Count the lines below that contain "instance". Answer with the number alone.

THE INPUT:
·····

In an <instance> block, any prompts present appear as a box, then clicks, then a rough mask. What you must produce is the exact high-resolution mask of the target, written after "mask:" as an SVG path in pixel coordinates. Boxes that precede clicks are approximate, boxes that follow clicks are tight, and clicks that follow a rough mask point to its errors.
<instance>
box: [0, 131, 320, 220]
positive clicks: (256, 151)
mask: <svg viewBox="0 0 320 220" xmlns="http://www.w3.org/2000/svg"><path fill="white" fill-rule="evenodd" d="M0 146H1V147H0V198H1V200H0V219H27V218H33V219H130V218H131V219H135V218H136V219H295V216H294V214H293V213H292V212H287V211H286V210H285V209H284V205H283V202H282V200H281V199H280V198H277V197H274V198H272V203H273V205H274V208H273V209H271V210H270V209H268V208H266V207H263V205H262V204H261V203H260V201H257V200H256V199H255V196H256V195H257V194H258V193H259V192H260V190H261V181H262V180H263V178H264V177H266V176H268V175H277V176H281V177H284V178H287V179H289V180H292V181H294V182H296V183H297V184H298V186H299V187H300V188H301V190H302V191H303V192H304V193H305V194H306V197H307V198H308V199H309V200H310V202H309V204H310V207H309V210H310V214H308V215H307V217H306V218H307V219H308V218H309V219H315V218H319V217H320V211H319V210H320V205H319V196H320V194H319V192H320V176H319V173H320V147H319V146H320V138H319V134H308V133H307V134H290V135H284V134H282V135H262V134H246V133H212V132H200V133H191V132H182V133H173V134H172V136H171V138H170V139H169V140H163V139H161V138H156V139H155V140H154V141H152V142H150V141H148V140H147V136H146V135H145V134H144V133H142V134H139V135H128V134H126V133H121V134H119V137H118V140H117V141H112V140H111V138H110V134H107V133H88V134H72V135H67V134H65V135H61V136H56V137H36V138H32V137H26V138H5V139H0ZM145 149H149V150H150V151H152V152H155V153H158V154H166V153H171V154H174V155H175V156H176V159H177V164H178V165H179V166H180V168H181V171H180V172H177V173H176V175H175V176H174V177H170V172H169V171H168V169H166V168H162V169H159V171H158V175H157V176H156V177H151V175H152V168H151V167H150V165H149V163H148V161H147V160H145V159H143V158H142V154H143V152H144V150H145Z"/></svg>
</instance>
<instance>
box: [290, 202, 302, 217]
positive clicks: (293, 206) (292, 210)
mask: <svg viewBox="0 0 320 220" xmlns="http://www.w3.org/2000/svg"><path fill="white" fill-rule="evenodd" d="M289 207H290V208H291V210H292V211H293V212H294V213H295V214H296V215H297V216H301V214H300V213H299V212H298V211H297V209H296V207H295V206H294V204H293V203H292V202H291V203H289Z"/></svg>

·····

WRITTEN RESPONSE: 4